- [Task instructions] In the post on valuing research, copy everything from "Research Improves All" down to "like a researcher.", replacing "gazebo" with "porch".
===== Document passage =====
Research Improves All Of Our Lives
Valuing Research Part I: My Circuitous Journey from Soldier to Electrician to Engineer to Author to Researcher
Welcome to the gazebo! Take a seat. I’m honored you’re here!
Ed Note: This is the first of a multi-part series on the value of research. Today’s part talks about how and why I became a researcher. Subsequent parts will discuss different types of research, explain why research journal articles are so uniquely structured and boring, and present examples of how past research has changed all of our lives. I hope you will learn to critically think a little like a researcher.
Given the drastic cuts that the current administration is making to research across the board, I thought this topic took precedence over the business planning track we were originally on.
If we are not careful, we could find ourselves decades behind the rest of the world’s countries, including our major competitors. Speaking for myself, returning to the “Dark Ages” is not something I would look forward to.
We will return to business planning after this series is completed. I hope you find it thought provoking and that you become more aware of the precarious state of future research. Let me know.
This Week’s Summary:
An important goal of education is fostering curiosity
Curiosity stimulates questions that warrant researching
Research is highly creative and does not happen in a vacuum
How my Y2K book nudged me to become a PhD researcher
Academic work develops critical thinking that separates fact from opinion
Opinions aren’t facts no matter who says or repeats them
Do you know someone who is going to college while also working full time and/or has a family? That was me. In the mid-1970s, I was a returning Army veteran who took advantage of both the Federal GI Bill, which offered a little money for living expenses, and the Illinois Veteran Tuition Assistance program, which picked up tuition at a state school (University of Illinois Chicago Circle1 in my case). Without these benefits I don’t know if I would have been able to complete my engineering undergraduate education.
===== Stored data =====
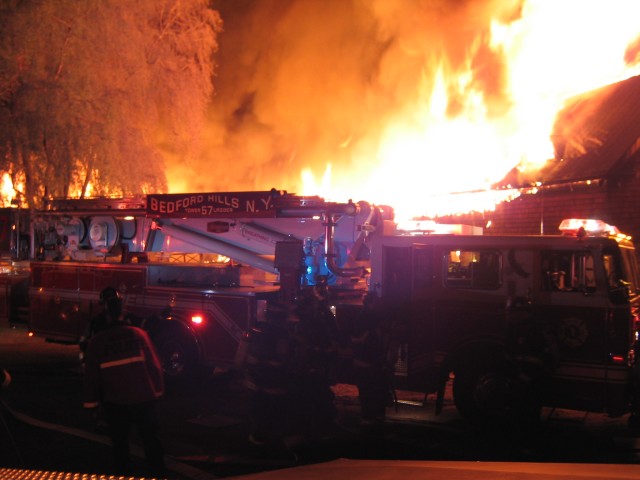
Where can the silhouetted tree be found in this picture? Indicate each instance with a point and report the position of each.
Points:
(98, 93)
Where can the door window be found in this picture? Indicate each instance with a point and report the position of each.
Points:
(567, 271)
(473, 269)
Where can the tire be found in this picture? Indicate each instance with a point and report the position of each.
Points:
(178, 352)
(494, 393)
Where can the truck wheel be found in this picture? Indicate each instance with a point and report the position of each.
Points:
(493, 393)
(178, 354)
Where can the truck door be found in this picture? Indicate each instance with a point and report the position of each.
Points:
(572, 304)
(407, 278)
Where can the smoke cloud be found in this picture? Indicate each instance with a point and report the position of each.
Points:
(306, 83)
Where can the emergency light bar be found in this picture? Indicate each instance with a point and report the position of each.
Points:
(590, 227)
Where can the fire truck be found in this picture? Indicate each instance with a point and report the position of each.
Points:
(515, 323)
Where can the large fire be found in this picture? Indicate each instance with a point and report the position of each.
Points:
(457, 94)
(428, 160)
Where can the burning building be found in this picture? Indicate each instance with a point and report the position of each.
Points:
(594, 172)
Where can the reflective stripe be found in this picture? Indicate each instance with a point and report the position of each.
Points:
(124, 361)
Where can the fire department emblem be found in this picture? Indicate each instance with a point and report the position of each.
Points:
(572, 332)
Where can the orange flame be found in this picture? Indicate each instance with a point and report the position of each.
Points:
(554, 51)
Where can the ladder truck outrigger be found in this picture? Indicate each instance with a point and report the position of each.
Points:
(515, 323)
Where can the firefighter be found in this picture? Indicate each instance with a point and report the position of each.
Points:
(316, 343)
(124, 376)
(98, 321)
(269, 376)
(370, 367)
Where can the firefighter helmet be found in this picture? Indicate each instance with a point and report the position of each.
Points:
(107, 293)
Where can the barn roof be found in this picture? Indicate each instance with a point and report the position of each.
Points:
(595, 136)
=====
- [Response]
Research Improves All Of Our Lives
Valuing Research Part I: My Circuitous Journey from Soldier to Electrician to Engineer to Author to Researcher
Welcome to the porch! Take a seat. I’m honored you’re here!
Ed Note: This is the first of a multi-part series on the value of research. Today’s part talks about how and why I became a researcher. Subsequent parts will discuss different types of research, explain why research journal articles are so uniquely structured and boring, and present examples of how past research has changed all of our lives. I hope you will learn to critically think a little like a researcher.